## Article
Minecraft Server Java Exit Codes Explained
Reference for every Java exit code you'll see when your Minecraft server crashes — what each code means and how to fix it.
When your Minecraft server stops, it returns a numeric exit code to the panel. That code tells you how the JVM died, which usually points straight at the cause. Exit code 137? Out of memory. Exit code 0? Clean shutdown. Knowing the codes saves you from digging through logs blindly.
Where to see exit codes: They appear in the Console of the XGamingServer Panel at the very end of a stopped session, e.g.,
Container exited with code 137.

## Dataset records

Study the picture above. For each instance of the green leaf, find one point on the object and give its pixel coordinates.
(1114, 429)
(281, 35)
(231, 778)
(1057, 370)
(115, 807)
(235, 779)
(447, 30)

## Problems to work on
A) Reproduce the entire article on Minecraft server exit codes above, word for word and line by line.
B) Count the lines in the records above that contain the word "Study", and reply with only that number.

## Solutions for each task
A)
Minecraft Server Java Exit Codes Explained
Reference for every Java exit code you'll see when your Minecraft server crashes — what each code means and how to fix it.
When your Minecraft server stops, it returns a numeric exit code to the panel. That code tells you how the JVM died, which usually points straight at the cause. Exit code 137? Out of memory. Exit code 0? Clean shutdown. Knowing the codes saves you from digging through logs blindly.
Where to see exit codes: They appear in the Console of the XGamingServer Panel at the very end of a stopped session, e.g.,
Container exited with code 137.

B) 1